Задания —
**1.** Согласуются ли утверждения (а), (б) и (в) с текстом о серии «Капричос»? На каждое ответьте «да» или «нет» и дословно приведите решающие слова текста.
(а) Последние семь листов серии обещают скорый рассвет.
(б) Театр нечистой силы во второй половине серии не имеет параллелей в литературе и театре своего времени.
(в) Версия «Капричос» Сальвадора Дали, по мнению автора, получилась лучше, чем у Гойи.
**2.** Продолжите текст о серии «Капричос», начав сразу после его последнего предложения.
#### Исходный текст
Тут, однако же, что-то случилось во внешнем мире или в голове художника, а может быть, там и там одновременно. И последние семь листов серии не лишают нас надежды окончательно, но не дают обещаний. Рассвет все-таки придет когда-нибудь, темные силы провалятся в свои тартарары. Но когда, и как, и какой ценой, и надолго ли (и наверняка ли навсегда) — тут одни только вопросы.
Выбранный в окончательном варианте финальный лист изображает нечисть, бесов со звероватыми мордами и кусачими пастями, которые в преддверии утреннего рассвета обрастают человеческими формами, облекаются в сутаны священников и рясы монахов, поскольку, как гласит комментарий, «Час настал»,
Театр нечистой силы, развернутый во второй половине серии «Капричос», не имеет параллелей в литературном или театральном искусстве своего времени. Но мы с вами помним, что в Испании в таких случаях время не считается. Мы без запинки опознаем в бесовских и ведьминских сюжетах этой второй части саркастические упражнения Сальвадора Дали с нечистой силой (Дали, как известно, представил свою собственную версию «Капричос», как бы перерисовав многие сцены Гойи в своем сюрреалистическом ключе. Правду сказать, лучше не стало. Зато заработал неплохо).
########
#### Фрагменты данных
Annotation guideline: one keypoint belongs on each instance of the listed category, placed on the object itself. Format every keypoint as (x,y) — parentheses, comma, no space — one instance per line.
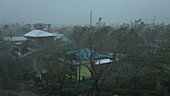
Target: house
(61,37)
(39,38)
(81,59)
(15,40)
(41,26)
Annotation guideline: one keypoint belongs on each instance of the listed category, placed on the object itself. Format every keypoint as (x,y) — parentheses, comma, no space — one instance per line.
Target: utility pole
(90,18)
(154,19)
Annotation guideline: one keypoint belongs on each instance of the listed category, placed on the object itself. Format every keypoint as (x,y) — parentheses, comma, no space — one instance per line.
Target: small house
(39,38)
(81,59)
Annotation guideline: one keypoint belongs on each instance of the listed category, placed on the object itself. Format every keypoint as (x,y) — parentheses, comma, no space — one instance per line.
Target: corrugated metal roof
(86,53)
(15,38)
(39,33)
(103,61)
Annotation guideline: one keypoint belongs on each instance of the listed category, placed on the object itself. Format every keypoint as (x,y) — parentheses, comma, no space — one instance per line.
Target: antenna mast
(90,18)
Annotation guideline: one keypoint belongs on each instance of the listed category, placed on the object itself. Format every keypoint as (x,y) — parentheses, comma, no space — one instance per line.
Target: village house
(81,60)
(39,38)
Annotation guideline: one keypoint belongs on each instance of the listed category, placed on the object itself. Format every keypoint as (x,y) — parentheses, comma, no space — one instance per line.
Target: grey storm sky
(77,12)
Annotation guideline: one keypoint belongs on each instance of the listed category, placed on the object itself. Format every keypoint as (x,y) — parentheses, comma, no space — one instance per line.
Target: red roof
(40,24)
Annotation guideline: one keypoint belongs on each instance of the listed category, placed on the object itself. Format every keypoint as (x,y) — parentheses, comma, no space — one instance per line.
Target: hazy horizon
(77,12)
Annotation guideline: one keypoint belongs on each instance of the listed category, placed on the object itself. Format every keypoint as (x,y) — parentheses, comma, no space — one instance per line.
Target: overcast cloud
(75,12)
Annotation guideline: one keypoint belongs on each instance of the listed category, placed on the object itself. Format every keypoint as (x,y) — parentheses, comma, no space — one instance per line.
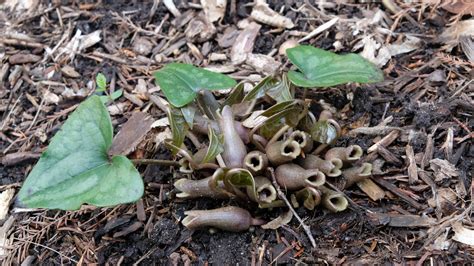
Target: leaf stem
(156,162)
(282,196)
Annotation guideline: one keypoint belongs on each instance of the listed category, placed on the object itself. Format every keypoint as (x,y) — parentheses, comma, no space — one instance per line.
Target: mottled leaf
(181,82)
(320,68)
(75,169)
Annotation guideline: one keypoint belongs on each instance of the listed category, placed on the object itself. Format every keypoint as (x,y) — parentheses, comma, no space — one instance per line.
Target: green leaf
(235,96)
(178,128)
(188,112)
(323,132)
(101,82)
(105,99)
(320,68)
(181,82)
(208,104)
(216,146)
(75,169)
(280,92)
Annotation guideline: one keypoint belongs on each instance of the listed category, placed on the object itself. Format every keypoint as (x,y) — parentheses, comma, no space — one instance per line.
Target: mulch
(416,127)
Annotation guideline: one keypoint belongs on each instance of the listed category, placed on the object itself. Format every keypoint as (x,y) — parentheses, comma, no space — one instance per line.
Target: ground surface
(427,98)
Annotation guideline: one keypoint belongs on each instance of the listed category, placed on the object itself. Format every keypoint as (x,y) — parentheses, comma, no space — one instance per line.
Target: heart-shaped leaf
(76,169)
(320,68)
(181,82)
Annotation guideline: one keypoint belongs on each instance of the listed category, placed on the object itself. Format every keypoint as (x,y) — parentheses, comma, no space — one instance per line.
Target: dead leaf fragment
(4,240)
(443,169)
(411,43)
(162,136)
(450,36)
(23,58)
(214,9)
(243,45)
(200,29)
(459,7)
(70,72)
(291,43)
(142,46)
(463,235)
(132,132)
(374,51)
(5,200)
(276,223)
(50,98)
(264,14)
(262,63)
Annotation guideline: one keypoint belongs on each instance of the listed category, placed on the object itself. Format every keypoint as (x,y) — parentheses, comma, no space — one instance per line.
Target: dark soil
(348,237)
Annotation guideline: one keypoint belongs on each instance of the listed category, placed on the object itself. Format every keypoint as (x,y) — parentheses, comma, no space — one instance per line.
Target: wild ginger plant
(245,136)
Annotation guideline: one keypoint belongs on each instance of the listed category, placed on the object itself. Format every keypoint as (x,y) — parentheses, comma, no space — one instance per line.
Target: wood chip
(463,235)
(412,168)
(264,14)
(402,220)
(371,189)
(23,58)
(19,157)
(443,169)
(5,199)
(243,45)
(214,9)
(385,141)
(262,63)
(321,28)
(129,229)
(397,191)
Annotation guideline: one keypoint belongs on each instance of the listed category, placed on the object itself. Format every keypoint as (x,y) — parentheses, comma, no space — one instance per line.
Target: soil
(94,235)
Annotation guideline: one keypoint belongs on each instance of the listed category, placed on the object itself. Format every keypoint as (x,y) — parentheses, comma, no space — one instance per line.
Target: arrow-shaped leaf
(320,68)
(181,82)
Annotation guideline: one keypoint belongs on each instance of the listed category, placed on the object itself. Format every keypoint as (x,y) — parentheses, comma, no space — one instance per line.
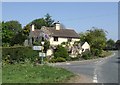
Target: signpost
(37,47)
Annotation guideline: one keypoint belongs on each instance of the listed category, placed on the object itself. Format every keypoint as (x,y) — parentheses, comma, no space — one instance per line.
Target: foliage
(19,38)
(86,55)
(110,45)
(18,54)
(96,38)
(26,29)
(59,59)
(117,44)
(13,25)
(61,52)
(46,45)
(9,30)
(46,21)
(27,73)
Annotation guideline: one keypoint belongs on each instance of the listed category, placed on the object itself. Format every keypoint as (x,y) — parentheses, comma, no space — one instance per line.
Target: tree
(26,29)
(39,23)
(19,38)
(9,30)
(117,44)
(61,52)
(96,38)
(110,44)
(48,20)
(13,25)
########
Ответы —
**1.**
(а) Нет: «не лишают нас надежды окончательно, но не дают обещаний».
(б) Да: «не имеет параллелей в литературном или театральном искусстве своего времени».
(в) Нет: «Правду сказать, лучше не стало».

**2.**
Ценители старины и знающие испанисты легко угадывают в офортах Гойи 1798 года совпадения с книгой Франсиско де Кеведо «Сновидения», которая была написана почти за двести лет до того и в которой описаны миры снов и фантазий, где люди и античные боги, ведьмы и привидения образуют причудливый конкокт нелепостей, подмен, всеобщей нечестивости в мире тьмы, в пространстве дурных сновидений. За эту книгу Кеведо сильно пострадал, был посажен в темницу на долгие годы, ибо в его фантазиях усмотрели намеки на современные ему события и влиятельных лиц верхушки власти. Может быть, там таких намеков и не было, но сама атмосфера иронических намеков на нечто невнятное всегда настораживает строгую власть. Кто его знает, на что намекает насмешник? Лучше на всякий случай его посадить.
Гойя никак не пострадал после издания и распространения первого тиража своей серии. Король и высшие персоны страны предпочли увидеть в его графических экзерсисах всего только «капризы гения», забавную бредятину талантливого человека, пережившего тяжелые удары болезни и впавшего в некоторый пессимизм по поводу жизни человеческой.
На самом деле им всем было просто не до него. На носу был новый век, а с ним пришли такие бедствия и потрясения, которых надо было ожидать и прежде, да только никто их не ожидал. Династию гонят вон, временщик отправляется в изгнание, сановники разбегаются, новая власть приходит в Мадрид на штыках французских солдат, а народные массы, ощутившие общую неладность положения и рассерженные на Годоя и Бурбонов, на французов и предателей-министров, на попов и атеистов, устраивают бунт бессмысленный и беспощадный. В ответ происходит террор невиданного размаха и жестокости.
Все это предстоит испанцам в обозримом будущем. Пожалуй, даже в средние века законы войны соблюдались более тщательно, нежели в войне французских армий с повстанческим движением в Испании в 1808–1812 годах. Но до этого труднейшего периода в жизни мастера мы дойдем своим чередом. Мы уже движемся в этом направлении.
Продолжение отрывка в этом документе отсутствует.